-------- TEXTAUSZUG

Ueber Dampfkessel und Dampfkesselfeuerungen.
A. Wahl des Kesselsystems.
Die Frage über die Wahl des Kesselsystems kommt unter den Fachleuten noch immer nicht zur Ruhe, geschweige zur Erledigung.
Es scheint
sogar, als ob der Kampf zwischen Grosswasserrohrkesseln und engröhrigen Kesseln neuerdings an Heftigkeit gewinnen
wollte. Zwar wird
eine endgültige Entscheidung zur Zeit nicht zu erwarten sein, aber immerhin lohnt es sich, die Frage im Auge zu behalten
und die
Gründe für und gegen die streitenden Systeme zu erwägen. Die Zeitschrift des Vereins zur Ueberwachung von
Dampfkesseln äussert sich in folgender Weise zu der Frage „über die Vortheile und Nachtheile der
engröhrigen (Siederohr-) Kessel“:
Von dem Oberingenieur einer grossen süddeutschen Maschinenfabrik geht uns eine Auslassung zu Gunsten der Wasserrohrkessel
zu, welche
wir hier veröffentlichen wollen, wenn wir auch mit dem Verfasser nicht immer gleicher Meinung sind. Von verschiedenen
Fachleuten, wie
Vinçotte, Brüssel, Schneider, Berlin, Cario, Magdeburg, sowie von Hering, Augsburg, ist die Behauptung aufgestellt worden, dass die
sogen. Wasserrohrkessel (die engröhrigen Siederohrkessel) einen erheblich grösseren Beitrag zu den Dampfkesselexplosionen
stellen, als
ihrer Anzahl entspräche, und dass namentlich die Heizer besonders bei diesen Kesseln gefährdet seien.

----------------
-------- ROHDATEN

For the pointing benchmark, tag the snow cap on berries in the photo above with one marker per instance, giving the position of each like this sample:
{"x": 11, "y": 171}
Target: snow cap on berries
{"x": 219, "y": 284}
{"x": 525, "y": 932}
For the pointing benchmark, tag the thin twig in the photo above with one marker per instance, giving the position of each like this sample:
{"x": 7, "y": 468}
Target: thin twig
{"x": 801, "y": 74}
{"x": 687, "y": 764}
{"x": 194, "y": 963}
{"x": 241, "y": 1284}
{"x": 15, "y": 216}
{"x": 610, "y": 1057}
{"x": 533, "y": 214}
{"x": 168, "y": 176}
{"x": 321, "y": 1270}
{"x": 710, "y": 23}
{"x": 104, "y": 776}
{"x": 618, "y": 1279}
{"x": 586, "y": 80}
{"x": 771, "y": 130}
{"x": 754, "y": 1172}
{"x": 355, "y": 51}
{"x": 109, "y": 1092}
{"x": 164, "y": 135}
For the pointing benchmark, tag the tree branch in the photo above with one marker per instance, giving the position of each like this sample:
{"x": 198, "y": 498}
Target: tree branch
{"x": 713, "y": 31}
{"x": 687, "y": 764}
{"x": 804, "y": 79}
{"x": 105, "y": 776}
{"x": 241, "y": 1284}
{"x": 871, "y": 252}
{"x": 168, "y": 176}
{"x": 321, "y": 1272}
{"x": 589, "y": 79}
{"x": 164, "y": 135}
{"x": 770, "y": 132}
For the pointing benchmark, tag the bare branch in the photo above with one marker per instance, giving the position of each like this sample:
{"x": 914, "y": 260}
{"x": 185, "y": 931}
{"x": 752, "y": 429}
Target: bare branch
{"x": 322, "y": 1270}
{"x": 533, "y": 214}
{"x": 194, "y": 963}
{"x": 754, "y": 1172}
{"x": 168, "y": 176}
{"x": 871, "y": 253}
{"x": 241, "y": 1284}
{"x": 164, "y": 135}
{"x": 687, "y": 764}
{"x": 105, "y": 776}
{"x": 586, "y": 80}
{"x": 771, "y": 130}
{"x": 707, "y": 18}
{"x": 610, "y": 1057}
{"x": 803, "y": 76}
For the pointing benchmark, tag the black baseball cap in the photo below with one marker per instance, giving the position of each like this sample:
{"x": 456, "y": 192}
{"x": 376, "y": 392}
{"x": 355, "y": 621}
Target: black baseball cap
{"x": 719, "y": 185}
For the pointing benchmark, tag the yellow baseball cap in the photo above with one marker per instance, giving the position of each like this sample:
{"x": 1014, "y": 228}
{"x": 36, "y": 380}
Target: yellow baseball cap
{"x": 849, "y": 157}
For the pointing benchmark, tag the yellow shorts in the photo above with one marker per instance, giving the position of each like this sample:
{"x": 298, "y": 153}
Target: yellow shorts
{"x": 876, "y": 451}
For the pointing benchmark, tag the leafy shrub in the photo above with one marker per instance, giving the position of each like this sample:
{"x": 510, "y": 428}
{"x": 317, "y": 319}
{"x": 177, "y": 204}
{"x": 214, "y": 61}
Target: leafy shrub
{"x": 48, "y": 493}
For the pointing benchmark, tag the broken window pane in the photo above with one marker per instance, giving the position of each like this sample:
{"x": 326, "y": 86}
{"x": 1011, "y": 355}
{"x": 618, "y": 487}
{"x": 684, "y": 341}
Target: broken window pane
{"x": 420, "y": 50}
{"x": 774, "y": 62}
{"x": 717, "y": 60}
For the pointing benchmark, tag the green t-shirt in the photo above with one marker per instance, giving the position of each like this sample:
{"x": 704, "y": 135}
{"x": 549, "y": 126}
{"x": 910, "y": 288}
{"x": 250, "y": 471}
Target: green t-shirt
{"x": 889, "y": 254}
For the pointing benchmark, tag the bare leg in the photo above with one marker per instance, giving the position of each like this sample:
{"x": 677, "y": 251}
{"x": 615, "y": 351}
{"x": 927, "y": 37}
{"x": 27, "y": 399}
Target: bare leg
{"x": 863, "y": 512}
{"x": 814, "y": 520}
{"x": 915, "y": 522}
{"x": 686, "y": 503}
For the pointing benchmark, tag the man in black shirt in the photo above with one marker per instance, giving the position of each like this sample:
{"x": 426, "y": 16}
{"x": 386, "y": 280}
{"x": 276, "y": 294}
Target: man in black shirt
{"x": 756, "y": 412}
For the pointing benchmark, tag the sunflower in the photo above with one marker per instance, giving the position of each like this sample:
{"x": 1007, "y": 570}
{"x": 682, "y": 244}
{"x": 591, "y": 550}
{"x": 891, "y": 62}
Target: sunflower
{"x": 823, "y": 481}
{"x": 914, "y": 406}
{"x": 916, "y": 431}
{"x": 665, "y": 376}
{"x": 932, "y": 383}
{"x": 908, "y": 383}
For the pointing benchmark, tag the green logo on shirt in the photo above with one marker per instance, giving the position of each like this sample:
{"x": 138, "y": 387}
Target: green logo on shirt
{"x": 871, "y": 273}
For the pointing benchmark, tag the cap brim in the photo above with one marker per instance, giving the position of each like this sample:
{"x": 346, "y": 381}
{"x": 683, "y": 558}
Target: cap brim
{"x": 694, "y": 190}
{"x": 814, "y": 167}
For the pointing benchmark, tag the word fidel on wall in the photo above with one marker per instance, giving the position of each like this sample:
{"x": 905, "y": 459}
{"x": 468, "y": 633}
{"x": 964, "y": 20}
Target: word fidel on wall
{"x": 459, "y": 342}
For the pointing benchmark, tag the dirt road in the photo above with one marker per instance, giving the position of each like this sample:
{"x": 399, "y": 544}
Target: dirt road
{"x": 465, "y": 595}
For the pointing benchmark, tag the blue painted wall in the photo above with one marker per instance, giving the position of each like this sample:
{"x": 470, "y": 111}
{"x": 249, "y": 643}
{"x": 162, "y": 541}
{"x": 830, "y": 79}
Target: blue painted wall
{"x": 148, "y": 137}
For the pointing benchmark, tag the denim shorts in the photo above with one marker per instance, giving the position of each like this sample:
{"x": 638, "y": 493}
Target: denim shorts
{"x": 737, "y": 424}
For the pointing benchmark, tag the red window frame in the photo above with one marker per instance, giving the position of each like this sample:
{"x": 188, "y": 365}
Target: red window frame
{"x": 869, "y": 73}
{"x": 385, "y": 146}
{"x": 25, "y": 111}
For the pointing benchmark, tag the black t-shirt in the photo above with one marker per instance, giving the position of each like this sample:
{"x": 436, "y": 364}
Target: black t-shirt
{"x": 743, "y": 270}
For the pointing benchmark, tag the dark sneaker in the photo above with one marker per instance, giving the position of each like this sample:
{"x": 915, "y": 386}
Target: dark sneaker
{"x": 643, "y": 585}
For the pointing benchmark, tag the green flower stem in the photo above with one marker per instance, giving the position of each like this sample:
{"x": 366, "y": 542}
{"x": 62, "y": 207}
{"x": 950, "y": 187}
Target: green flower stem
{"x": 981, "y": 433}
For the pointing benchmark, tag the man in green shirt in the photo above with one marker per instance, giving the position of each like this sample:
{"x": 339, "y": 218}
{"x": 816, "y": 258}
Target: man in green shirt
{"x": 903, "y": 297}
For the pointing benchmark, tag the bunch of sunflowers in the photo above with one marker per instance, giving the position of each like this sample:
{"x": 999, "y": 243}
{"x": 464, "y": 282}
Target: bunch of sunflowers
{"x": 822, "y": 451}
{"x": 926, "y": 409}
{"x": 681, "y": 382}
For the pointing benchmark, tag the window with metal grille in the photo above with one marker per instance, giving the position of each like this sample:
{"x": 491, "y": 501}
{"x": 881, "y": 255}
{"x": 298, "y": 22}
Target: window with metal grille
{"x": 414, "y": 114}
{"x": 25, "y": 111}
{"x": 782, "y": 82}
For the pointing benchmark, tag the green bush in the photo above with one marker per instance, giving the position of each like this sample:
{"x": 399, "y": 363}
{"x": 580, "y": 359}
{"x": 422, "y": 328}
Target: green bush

----------------

• **AUFGABE**:
Beantworte bitte anhand des Textauszugs über Dampfkessel diese Fragen:
1. Zwischen welchen beiden Kesselarten scheint der Kampf an Heftigkeit zu gewinnen?
2. Von wem stammt die Auslassung zugunsten der Wasserrohrkessel?
3. Wer ist laut der genannten Behauptung bei den Wasserrohrkesseln besonders gefährdet?

• **ANTWORT**:
1. Zwischen Grosswasserrohrkesseln und engröhrigen Kesseln.
2. Vom Oberingenieur einer grossen süddeutschen Maschinenfabrik.
3. Die Heizer.